# START OF PASSAGE PROVIDED

In order for
Repetitions to be calculated, you need to have a
Calculate Repetitions Automatic Step added to your Workflow after
Segment Asset. If the step is not added, repetitions will not be counted and added to the scoping report.
If you scope an asset in
Explorer (Ad-hoc scoping) repetitions are calculated automatically.
As explained in
this section of our RWS Documentation Center: the repetition calculation process identifies and counts repetitions across segments that cannot be fully leveraged by the TM. This means that both ICE and 100% matches are
not included in the repetition counts. The motivation behind repetition counting is to reduce translation cost for the customer by preventing them from being charged full price for identical segments that must be translated.
Note: if the
Segment Asset step applies
Machine Translation (through the setting
Leverage assigned MT: Yes), segments pretranslated by Machine Translation will also not be included in the
Repetitions count.
The first occurrence of a duplicated segment is considered the original or repeated segment, and it is scoped as normal. This means that the word count for the repeated segment will be attributed to the fuzzy match bucket (from 0% - 99%), representing the best TM fuzzy match for the segment, and thus will incur a translation cost relative to the translation effort. Subsequent occurrences of the segment are referred to as repetition segments. The word count for repetition segments are placed in the scoping bucket for repetitions.

# END OF PASSAGE PROVIDED
# START OF DATASET EXCERPTS

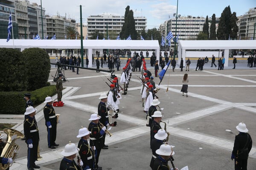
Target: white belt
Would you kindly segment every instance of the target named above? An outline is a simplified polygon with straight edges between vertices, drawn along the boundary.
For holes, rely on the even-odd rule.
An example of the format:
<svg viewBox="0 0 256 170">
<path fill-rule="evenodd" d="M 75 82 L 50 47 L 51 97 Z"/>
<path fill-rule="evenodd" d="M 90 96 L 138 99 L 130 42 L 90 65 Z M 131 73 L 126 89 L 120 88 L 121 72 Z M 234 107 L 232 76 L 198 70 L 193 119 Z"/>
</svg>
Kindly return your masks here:
<svg viewBox="0 0 256 170">
<path fill-rule="evenodd" d="M 99 139 L 100 139 L 100 138 L 101 138 L 102 137 L 102 136 L 100 136 L 99 137 Z M 97 140 L 97 139 L 96 138 L 91 138 L 90 137 L 90 139 L 91 139 L 91 140 Z"/>
</svg>

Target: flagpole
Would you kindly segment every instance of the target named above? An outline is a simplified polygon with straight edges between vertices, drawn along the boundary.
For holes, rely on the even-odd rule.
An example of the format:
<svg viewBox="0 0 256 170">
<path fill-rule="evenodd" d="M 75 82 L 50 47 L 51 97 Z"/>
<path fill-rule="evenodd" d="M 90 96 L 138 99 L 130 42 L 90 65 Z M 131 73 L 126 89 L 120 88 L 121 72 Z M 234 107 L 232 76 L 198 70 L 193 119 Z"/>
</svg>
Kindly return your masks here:
<svg viewBox="0 0 256 170">
<path fill-rule="evenodd" d="M 13 25 L 12 24 L 12 8 L 10 8 L 11 11 L 11 19 L 12 19 L 12 45 L 14 48 L 14 38 L 13 37 Z"/>
</svg>

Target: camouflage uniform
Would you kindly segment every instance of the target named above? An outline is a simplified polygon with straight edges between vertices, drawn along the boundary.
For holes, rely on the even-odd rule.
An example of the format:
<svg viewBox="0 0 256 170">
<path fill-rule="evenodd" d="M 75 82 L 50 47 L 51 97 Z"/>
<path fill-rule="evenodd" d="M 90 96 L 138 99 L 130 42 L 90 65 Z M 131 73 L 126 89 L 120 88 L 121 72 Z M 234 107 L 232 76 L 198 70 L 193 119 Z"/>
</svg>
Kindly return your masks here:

# END OF DATASET EXCERPTS

--- WORK INSTRUCTIONS ---
- A) Write the passage on repetition counting again, starting at "As explained in" and ending at "must be translated.", and switch "customer" to "client".
- B) According to the passage on repetition counting, after which step must the Calculate Repetitions Automatic Step be added to the Workflow?

--- SOLUTIONS FOR EACH TASK ---
- A)
As explained in
this section of our RWS Documentation Center: the repetition calculation process identifies and counts repetitions across segments that cannot be fully leveraged by the TM. This means that both ICE and 100% matches are
not included in the repetition counts. The motivation behind repetition counting is to reduce translation cost for the client by preventing them from being charged full price for identical segments that must be translated.

- B) After the Segment Asset step.